Document segment:
----
Patrick Reed made it hard for anyone to question his moxie.
A week that began with Brooks Koepka saying he thought Reed cheated when he was penalised for swiping sand in the Bahamas ended with Reed delivering clutch moments down the stretch to win the Mexico Championship on Sunday.
Then again, Reed always seems to be at his best when it feels as though the world is against him.
Two shots behind with four holes to play, Reed ran off three straight birdies to overtake a faltering Bryson DeChambeau, closing with a four-under 67 for his second World Golf Championships title.
Reed made it interesting with a wild tee shot into the trees on the last at Chapultepec Golf Club, forcing him to chip back to the fairway. He had to two-putt from 35 feet for the eighth victory of his PGA Tour career.
In a final round in which five players shared the lead - and four were tied heading for the back nine - DeChambeau appeared to seize control with five birdies.
Everyone around him faltered - Justin Thomas, Rory McIlroy, Jon Rahm, Erik van Rooyen - but Reed played bogey-free until he only needed a bogey to win.
"At the end of the day, you can't listen to what other people are saying. All you can control is what you do." - Patrick Reed.
Reed never flinched with all that was happening on and off the course.
He has yet to shake whispers on the Tour and heckling from the gallery over the World Challenge in December, when video caught him twice swiping away sand behind his ball in a waste area.
Koepka became the strongest voice during an interview Monday with SiriusXM in the Bay Area while he was previewing his title defence at the PGA Championship in May.
----
Given records:
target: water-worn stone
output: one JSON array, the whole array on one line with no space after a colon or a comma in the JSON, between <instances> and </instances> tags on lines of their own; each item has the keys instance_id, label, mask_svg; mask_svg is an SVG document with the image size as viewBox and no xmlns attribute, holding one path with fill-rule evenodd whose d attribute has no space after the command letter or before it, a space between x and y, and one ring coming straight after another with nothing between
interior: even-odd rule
----
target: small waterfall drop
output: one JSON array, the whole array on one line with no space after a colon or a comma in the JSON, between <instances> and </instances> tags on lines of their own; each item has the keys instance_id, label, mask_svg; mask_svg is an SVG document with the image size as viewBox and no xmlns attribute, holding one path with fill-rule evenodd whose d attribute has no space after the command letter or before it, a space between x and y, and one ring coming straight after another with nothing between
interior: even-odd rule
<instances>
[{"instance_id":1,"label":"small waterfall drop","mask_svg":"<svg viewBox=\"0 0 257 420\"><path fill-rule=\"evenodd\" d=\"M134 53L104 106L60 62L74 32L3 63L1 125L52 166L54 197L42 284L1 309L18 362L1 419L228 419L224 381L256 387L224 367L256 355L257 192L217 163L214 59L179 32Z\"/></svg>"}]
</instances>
----
Set task 1:
Answer these questions about the golf article:
(a) What score did Reed shoot in his closing round?
(b) From what distance did Reed need to two-putt on the last hole?
(c) Which outlet was Koepka speaking with in his Monday interview?
Set task 2:
Pick out each line of the listing that includes the string "target".

Finished answer 1:
(a) A four-under 67.
(b) 35 feet.
(c) SiriusXM.

Finished answer 2:
target: water-worn stone
target: small waterfall drop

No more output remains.